Reply with one number, the count of lines below that contain the string "rough".
START DATA EXTRACTS
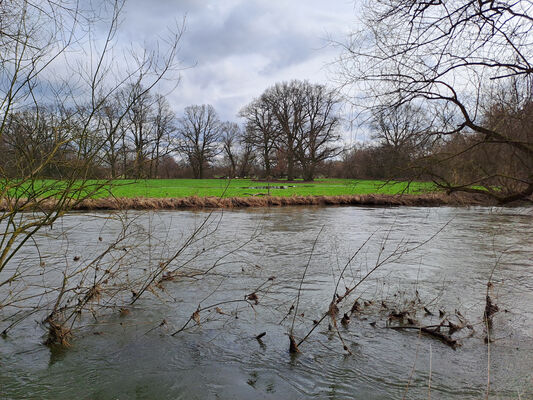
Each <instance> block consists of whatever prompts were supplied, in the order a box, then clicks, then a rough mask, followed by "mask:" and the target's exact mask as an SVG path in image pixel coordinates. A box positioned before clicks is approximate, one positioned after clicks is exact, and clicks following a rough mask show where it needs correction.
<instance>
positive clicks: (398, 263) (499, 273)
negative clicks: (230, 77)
mask: <svg viewBox="0 0 533 400" xmlns="http://www.w3.org/2000/svg"><path fill="white" fill-rule="evenodd" d="M206 215H207V213H205V212H198V211H176V212H158V213H130V216H134V217H136V218H137V222H138V223H141V224H145V225H146V226H149V227H151V229H153V230H154V229H155V236H154V238H153V239H151V241H150V242H146V243H145V244H144V245H143V246H145V250H146V251H148V250H149V251H150V252H153V253H154V257H155V256H156V255H163V254H165V252H166V251H167V250H168V249H165V248H161V249H159V248H158V247H157V245H158V244H160V245H161V246H163V244H164V246H168V247H170V246H171V244H172V243H173V242H176V243H177V242H179V241H180V240H183V234H184V233H186V232H187V231H189V230H191V229H193V227H196V226H198V225H199V224H200V223H201V221H202V220H203V218H205V217H206ZM104 216H105V214H96V215H95V214H72V215H68V216H66V217H65V218H63V220H62V221H61V224H60V225H58V226H56V227H55V229H56V230H61V231H64V232H66V233H65V236H68V238H69V241H68V243H69V245H68V246H65V245H64V244H61V243H65V242H64V241H61V240H59V239H55V240H52V239H50V237H48V238H42V239H41V241H42V246H41V251H42V252H43V254H42V255H43V257H48V260H50V262H52V261H53V260H56V259H55V258H54V257H58V254H62V253H64V252H67V254H68V255H67V257H65V259H71V258H72V256H74V255H76V254H84V253H88V252H89V253H95V252H96V250H95V249H96V248H97V247H98V246H99V245H100V244H99V243H100V242H99V240H98V238H99V237H103V238H104V240H103V241H104V242H105V241H106V240H107V239H108V238H112V237H113V235H114V234H116V233H117V230H118V229H119V227H118V226H115V225H114V224H113V223H112V222H109V221H107V220H106V219H105V218H103V217H104ZM215 218H217V219H218V218H220V223H219V224H218V225H217V226H218V229H217V230H216V231H215V232H214V233H212V234H211V235H209V236H208V237H206V238H204V239H203V240H202V241H199V242H197V243H195V246H197V247H198V248H209V249H210V250H209V254H205V255H204V256H203V257H199V258H197V259H195V260H193V261H191V265H190V267H191V268H196V267H198V268H201V267H202V265H199V264H203V265H209V263H210V262H213V260H216V259H218V258H220V256H222V255H225V257H224V258H223V261H222V262H219V263H218V264H217V266H216V268H215V269H214V272H215V274H213V275H211V276H209V277H207V278H204V279H202V280H201V281H191V280H177V281H173V282H166V283H165V286H164V295H160V296H159V298H158V297H156V296H148V297H146V298H145V299H143V300H141V301H139V303H137V304H136V305H135V307H134V308H133V310H132V311H131V313H130V314H129V315H128V316H126V317H120V316H119V315H118V313H111V314H110V315H105V316H102V317H100V319H99V320H98V321H94V320H91V321H88V322H89V323H88V326H87V327H86V328H84V329H83V330H82V331H81V332H78V334H77V337H76V340H75V341H74V343H73V346H72V347H71V348H69V349H67V350H58V349H52V350H51V349H49V348H47V347H45V346H43V345H41V344H39V340H40V338H41V335H43V333H44V331H43V329H42V327H41V326H40V325H39V324H38V323H36V322H35V321H28V322H26V323H25V324H24V325H22V326H20V327H18V328H17V330H16V331H14V332H12V333H11V334H10V335H9V336H8V337H6V338H4V339H0V344H1V347H0V363H1V366H2V368H1V372H0V393H1V394H2V396H3V398H20V399H23V398H24V399H26V398H36V399H37V398H54V399H72V398H78V399H134V398H136V399H196V398H198V399H211V398H212V399H217V398H221V399H233V398H239V399H249V398H251V399H255V398H267V399H278V398H284V399H292V398H294V399H300V398H331V399H343V398H361V399H384V398H391V399H392V398H394V399H396V398H402V397H403V396H404V395H405V394H406V398H413V399H418V398H427V397H428V391H429V390H430V391H431V393H430V394H431V398H443V399H450V398H456V399H466V398H480V397H483V396H484V395H485V391H486V387H487V369H488V367H490V376H491V391H492V393H493V394H494V395H495V397H497V398H502V399H503V398H515V399H518V398H522V399H524V398H531V397H533V375H532V371H533V351H532V350H533V307H532V306H533V279H532V277H531V272H532V270H531V269H532V264H533V262H532V261H533V255H532V254H533V224H532V222H533V211H532V210H531V209H490V208H402V207H400V208H361V207H359V208H354V207H345V208H272V209H252V210H237V211H227V210H226V211H224V212H223V213H220V214H217V215H216V216H215ZM217 221H218V220H217ZM447 223H448V225H447V226H446V227H445V228H444V229H443V231H442V232H440V233H439V235H438V236H437V237H436V238H434V239H433V240H431V241H430V242H429V243H427V244H426V245H424V246H423V247H422V248H420V249H418V250H417V251H413V252H410V253H408V254H405V255H404V256H403V257H401V258H400V259H397V260H395V261H394V262H393V263H390V264H387V265H385V266H384V267H383V268H382V269H379V270H378V271H377V272H376V273H375V275H373V278H372V279H371V280H369V281H368V282H367V283H366V284H365V285H362V286H361V287H360V288H358V290H357V292H356V293H355V297H357V296H362V299H367V300H372V299H374V300H375V301H376V302H377V301H381V300H385V301H387V302H389V304H397V303H400V302H401V301H403V298H405V300H406V301H407V300H409V299H410V298H412V295H413V293H414V292H415V290H418V292H419V293H420V296H421V297H422V298H423V299H424V301H425V302H426V303H427V305H428V307H430V308H431V309H432V310H433V311H435V312H437V310H439V309H442V310H445V311H446V312H447V313H453V312H454V310H455V309H458V310H461V312H462V313H463V314H465V316H466V317H467V318H468V319H469V320H470V321H479V320H480V319H481V318H480V317H481V315H482V312H483V307H484V299H485V290H486V283H487V279H488V276H489V275H490V273H491V271H492V269H493V268H494V266H495V264H496V263H497V266H496V269H495V273H494V278H493V280H494V282H495V292H494V297H495V299H496V301H497V303H498V305H499V306H500V309H501V312H499V313H498V314H496V316H495V320H494V332H493V337H494V338H495V341H494V342H493V343H491V345H490V361H489V358H488V349H487V346H486V345H485V344H484V343H483V341H482V340H481V336H482V335H481V331H482V326H475V327H474V328H475V329H476V332H477V333H476V335H474V336H473V337H472V338H462V339H461V343H462V346H461V347H459V348H457V350H455V351H454V350H452V349H451V348H449V347H448V346H446V345H445V344H443V343H441V342H439V341H436V340H434V339H431V338H428V337H424V336H421V337H420V336H419V335H418V334H417V333H416V332H408V331H395V330H391V329H388V328H387V327H386V324H385V320H386V317H384V316H383V312H381V314H380V311H379V310H374V311H369V312H363V313H361V315H359V316H358V317H355V318H352V322H351V323H350V325H349V326H347V327H345V328H341V332H342V335H343V337H344V339H345V341H346V342H347V344H348V345H349V347H350V349H351V351H352V352H353V355H351V356H346V355H345V354H344V353H345V352H343V350H342V345H341V344H340V343H339V341H338V338H337V337H336V336H335V335H334V334H332V333H331V332H329V331H328V328H327V324H323V325H321V326H320V327H319V328H318V329H317V330H316V331H315V332H314V333H313V335H311V337H310V339H309V341H308V342H306V343H304V344H303V345H302V346H301V350H302V352H301V354H298V355H297V356H291V355H289V353H288V351H287V350H288V338H287V333H288V330H289V327H290V325H291V322H292V314H291V315H290V316H289V317H288V318H285V316H286V315H287V313H288V311H289V309H290V306H291V304H293V302H294V300H295V298H296V295H297V292H298V287H299V284H300V278H301V276H302V273H303V271H304V269H305V267H306V264H307V262H308V258H309V253H310V251H311V248H312V246H313V243H314V242H315V240H316V238H317V234H318V233H319V232H320V230H321V229H323V232H322V233H321V235H320V236H319V237H318V240H317V245H316V247H315V250H314V251H313V256H312V257H311V261H310V263H309V268H308V272H307V275H306V278H305V280H304V282H303V286H302V296H301V298H300V303H299V311H298V314H300V313H302V314H303V316H301V315H298V317H297V318H296V319H295V334H296V336H299V337H301V336H303V335H304V334H305V333H307V332H308V331H309V329H310V328H311V327H312V325H313V322H312V321H313V320H315V319H318V318H320V317H321V316H322V314H323V313H324V312H325V311H326V310H327V305H328V303H329V301H330V299H331V296H332V294H333V288H334V285H335V279H336V278H337V277H338V276H339V273H340V270H341V269H342V268H343V266H344V265H345V263H346V261H347V259H348V258H349V257H350V256H351V255H352V254H353V253H354V251H356V250H357V249H358V248H359V246H361V244H362V243H363V242H364V241H365V240H367V238H368V237H369V235H371V234H373V233H374V237H373V238H372V239H371V241H370V242H369V244H368V246H367V247H365V248H364V251H361V252H360V253H359V254H358V256H357V257H356V259H355V261H354V263H353V264H352V265H351V266H350V267H349V271H348V273H347V276H348V277H349V278H350V279H347V280H346V281H342V283H341V286H340V287H341V288H342V290H344V285H346V286H350V285H351V284H353V282H354V281H356V280H357V279H358V278H359V277H360V276H362V275H364V274H365V273H366V272H367V271H368V270H369V269H370V268H372V266H373V265H374V264H375V261H376V257H377V254H379V251H380V248H381V247H382V246H383V245H384V246H385V247H386V250H385V253H384V256H386V254H388V253H387V252H390V251H391V249H394V248H395V246H397V245H398V244H399V243H400V242H402V241H403V242H408V243H407V245H409V246H411V247H413V246H414V245H416V243H420V242H422V241H424V240H427V239H428V238H429V237H431V235H433V234H434V233H435V232H436V231H438V230H439V229H440V228H442V227H443V226H444V225H445V224H447ZM376 231H377V232H376ZM158 235H159V239H160V241H158V240H157V236H158ZM254 235H257V236H254ZM252 236H253V237H254V240H252V241H251V242H250V243H248V244H247V245H246V246H244V247H242V248H239V246H240V244H242V243H244V242H246V241H247V240H248V239H249V238H250V237H252ZM385 238H386V239H385ZM164 246H163V247H164ZM93 248H94V249H93ZM232 249H234V251H232ZM140 250H143V248H141V249H140ZM228 253H229V254H228ZM226 254H227V255H226ZM31 256H32V255H31V254H30V253H28V254H27V255H20V257H21V259H24V257H28V259H31ZM142 267H143V266H142V265H132V266H131V268H132V270H134V269H136V268H137V269H139V268H142ZM269 277H275V279H274V280H273V281H270V284H269V285H270V286H269V289H268V290H266V291H264V292H261V297H260V298H259V304H258V305H257V306H254V308H253V309H251V308H250V307H249V306H245V305H243V304H241V303H235V304H233V303H229V304H223V305H220V307H219V308H220V310H219V311H220V312H221V313H218V312H215V311H214V310H213V311H211V312H207V311H206V312H205V313H204V314H202V325H201V326H194V327H193V328H192V329H190V330H186V331H184V332H182V333H181V334H179V335H176V336H174V337H172V336H170V333H172V332H173V331H175V330H176V329H177V328H178V327H180V326H181V325H182V324H183V323H184V322H185V321H186V320H187V318H188V317H189V316H190V315H191V313H192V312H193V311H194V310H195V309H196V308H197V306H198V304H199V303H200V302H201V303H202V305H203V306H206V305H208V304H214V303H217V302H219V301H225V300H230V299H237V298H243V297H244V296H245V295H246V294H249V293H250V292H251V288H257V287H258V286H259V285H261V284H264V283H265V282H268V278H269ZM0 290H2V289H0ZM355 297H354V298H355ZM206 298H207V299H206ZM236 317H237V318H236ZM421 318H422V317H421ZM428 318H429V317H428ZM163 319H164V320H165V322H166V324H164V326H161V327H158V325H159V324H160V323H161V321H162V320H163ZM374 322H375V323H376V324H375V325H373V324H371V323H374ZM154 327H155V328H156V329H154ZM260 332H267V334H266V335H265V336H264V337H263V338H262V342H258V341H257V340H255V336H256V335H257V334H258V333H260ZM463 336H464V335H463ZM430 375H431V384H430V385H429V380H430ZM407 386H408V389H407V390H406V387H407Z"/></svg>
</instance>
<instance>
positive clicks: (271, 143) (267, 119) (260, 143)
mask: <svg viewBox="0 0 533 400" xmlns="http://www.w3.org/2000/svg"><path fill="white" fill-rule="evenodd" d="M239 115H240V116H241V117H242V118H244V119H245V121H246V122H245V132H244V138H243V142H244V144H245V147H246V148H249V149H250V150H251V149H255V150H256V151H257V152H258V153H259V154H260V155H261V160H262V164H263V170H264V175H265V177H270V176H271V175H272V171H271V169H272V158H273V150H274V149H275V147H276V139H277V136H278V131H277V128H276V127H275V117H274V113H273V112H272V110H271V109H270V108H269V107H268V105H267V104H266V103H265V102H263V101H262V100H261V99H255V100H254V101H252V102H251V103H250V104H248V105H247V106H246V107H244V108H243V109H242V110H241V111H240V113H239Z"/></svg>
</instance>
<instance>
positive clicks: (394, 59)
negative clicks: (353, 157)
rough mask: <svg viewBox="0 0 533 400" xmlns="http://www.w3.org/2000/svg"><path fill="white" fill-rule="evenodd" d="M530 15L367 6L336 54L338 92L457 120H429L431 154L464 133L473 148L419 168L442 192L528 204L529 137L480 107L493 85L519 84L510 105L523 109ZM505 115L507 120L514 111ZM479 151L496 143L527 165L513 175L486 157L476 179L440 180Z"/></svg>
mask: <svg viewBox="0 0 533 400" xmlns="http://www.w3.org/2000/svg"><path fill="white" fill-rule="evenodd" d="M531 11H532V6H531V2H529V1H510V0H501V1H482V0H467V1H464V0H449V1H422V0H395V1H390V0H375V1H372V2H367V3H366V7H364V9H363V12H362V16H363V18H362V21H360V22H361V23H360V25H359V26H360V27H361V30H360V31H359V32H354V33H353V34H352V35H350V36H349V40H348V42H347V43H346V45H345V48H346V51H345V52H344V54H342V56H341V58H340V64H339V65H340V78H341V80H342V84H343V87H344V88H345V90H346V91H347V92H349V93H351V94H352V96H351V99H352V102H353V104H354V105H355V106H356V107H358V108H360V109H361V110H362V111H365V110H366V111H368V109H372V108H375V107H381V105H382V104H384V101H383V100H385V99H386V100H387V101H388V102H389V105H390V106H391V107H402V106H406V105H409V104H410V105H411V106H413V107H423V109H424V110H425V112H426V113H427V114H428V115H439V113H440V112H441V111H442V110H446V112H447V113H449V114H450V115H453V116H454V118H453V123H447V122H446V123H442V122H444V121H441V120H440V119H436V120H435V121H434V127H433V129H432V132H433V134H434V136H437V137H440V138H443V141H442V142H441V143H438V148H437V149H438V150H444V149H448V150H449V149H450V148H451V147H450V146H447V145H446V144H448V143H455V144H457V143H458V142H459V141H460V140H459V139H460V137H461V136H465V135H466V136H472V137H475V142H474V143H471V140H466V141H465V143H471V145H470V147H466V148H463V149H460V150H459V152H458V153H456V154H446V155H444V154H443V155H442V157H440V156H438V157H437V156H436V157H432V158H431V159H428V162H427V163H423V164H422V165H423V167H424V168H423V169H422V170H421V173H423V174H425V176H431V177H432V179H433V180H434V182H435V183H436V184H438V185H440V186H441V187H442V188H444V189H446V190H447V191H449V192H453V191H465V192H472V193H477V194H480V195H484V196H489V197H491V198H493V199H495V200H496V201H498V202H499V203H502V204H504V203H509V202H512V201H515V200H523V199H527V198H530V197H531V196H532V195H533V169H532V165H531V162H530V160H532V159H533V138H532V137H531V134H529V135H523V136H515V135H513V134H511V133H512V132H513V129H512V125H508V124H507V123H503V124H500V123H496V124H495V123H493V122H492V121H489V119H488V118H487V114H486V113H485V112H484V108H485V107H486V105H487V104H488V103H490V101H489V102H488V101H486V98H490V97H491V96H492V95H494V94H495V93H496V92H497V91H498V88H501V89H503V90H504V91H509V90H513V87H519V88H520V90H518V91H517V93H518V97H516V98H515V100H514V102H515V109H518V110H522V111H521V112H522V113H526V112H527V109H528V107H529V104H530V103H531V88H532V79H533V68H532V65H533V17H532V15H531ZM391 98H392V99H393V101H390V100H391ZM505 115H506V117H505V120H506V121H509V118H507V117H510V116H512V115H513V112H510V113H509V112H505ZM515 115H517V114H515ZM522 123H523V122H520V124H522ZM456 138H457V140H456ZM481 145H482V147H485V148H489V147H492V148H496V147H497V148H499V151H500V152H502V154H503V153H505V154H514V157H517V158H519V159H521V160H524V162H523V163H520V167H519V168H518V167H516V168H513V170H512V171H511V170H510V169H509V168H507V167H503V166H501V165H500V166H499V165H498V163H497V162H496V159H492V161H490V160H489V159H487V161H488V162H492V163H493V165H492V166H491V167H490V168H487V165H486V166H485V167H483V168H478V167H481V165H480V164H477V167H476V168H477V172H476V173H475V174H466V175H464V176H455V177H454V178H453V179H450V177H449V176H448V175H446V174H442V170H443V169H446V168H447V166H449V165H450V160H453V161H454V162H455V163H460V162H462V161H468V162H470V161H473V159H474V158H477V159H478V160H479V154H478V155H477V156H476V157H473V158H469V157H466V153H470V154H472V155H473V154H474V153H475V152H477V151H478V149H480V148H481V147H480V146H481ZM465 152H466V153H465ZM472 165H473V164H472ZM500 167H503V168H500ZM457 169H458V170H464V169H463V168H457ZM469 177H472V178H473V179H470V178H469Z"/></svg>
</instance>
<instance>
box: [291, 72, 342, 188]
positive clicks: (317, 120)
mask: <svg viewBox="0 0 533 400" xmlns="http://www.w3.org/2000/svg"><path fill="white" fill-rule="evenodd" d="M304 89H305V90H304V93H303V96H304V97H303V98H302V100H301V101H302V102H303V104H304V113H305V114H304V121H303V123H302V124H300V126H301V127H302V130H301V131H300V132H298V134H297V135H296V149H295V150H296V152H295V154H296V158H297V159H298V161H299V162H300V164H301V166H302V171H303V178H304V180H306V181H312V180H313V179H314V175H315V169H316V167H317V166H318V165H319V164H320V163H321V162H323V161H325V160H327V159H330V158H332V157H334V156H336V155H338V154H339V153H340V147H339V146H338V144H337V141H338V140H339V139H340V136H339V135H338V128H339V125H340V118H339V116H338V106H339V104H340V99H339V97H338V96H337V94H336V93H335V92H334V91H333V90H331V89H328V88H327V87H326V86H324V85H317V84H315V85H312V84H309V83H307V82H304Z"/></svg>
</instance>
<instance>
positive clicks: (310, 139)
mask: <svg viewBox="0 0 533 400" xmlns="http://www.w3.org/2000/svg"><path fill="white" fill-rule="evenodd" d="M339 104H340V100H339V98H338V97H337V95H336V94H335V92H334V91H332V90H330V89H328V88H327V87H326V86H324V85H318V84H311V83H309V82H307V81H298V80H293V81H291V82H282V83H277V84H276V85H274V86H272V87H270V88H268V89H266V90H265V92H264V93H263V94H262V95H261V97H260V98H259V99H257V100H255V101H254V102H252V103H251V104H250V105H248V106H247V107H245V108H244V109H243V111H242V112H241V115H242V116H244V117H245V118H246V119H247V122H248V128H249V129H250V133H249V134H250V136H251V137H252V138H255V139H256V143H262V149H263V151H264V155H263V158H264V159H267V158H268V159H270V157H271V155H270V152H271V150H272V148H273V147H275V148H276V150H277V153H278V155H280V154H282V155H283V156H284V159H285V160H286V164H287V179H288V180H292V179H294V178H295V167H296V165H297V164H298V163H299V165H300V166H301V167H302V170H303V175H304V179H306V180H313V178H314V171H315V168H316V166H317V165H318V164H319V163H320V162H322V161H324V160H327V159H328V158H331V157H333V156H334V155H335V154H337V153H338V148H337V147H336V146H335V145H334V143H335V142H336V140H337V139H338V138H339V136H338V133H337V129H338V127H339V124H340V119H339V117H338V114H337V113H338V106H339ZM258 133H259V135H258ZM257 139H263V141H261V140H257ZM267 151H268V153H267ZM267 154H268V157H267ZM278 164H279V163H278ZM269 167H270V166H269Z"/></svg>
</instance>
END DATA EXTRACTS
# [WRITTEN SOLUTION]
2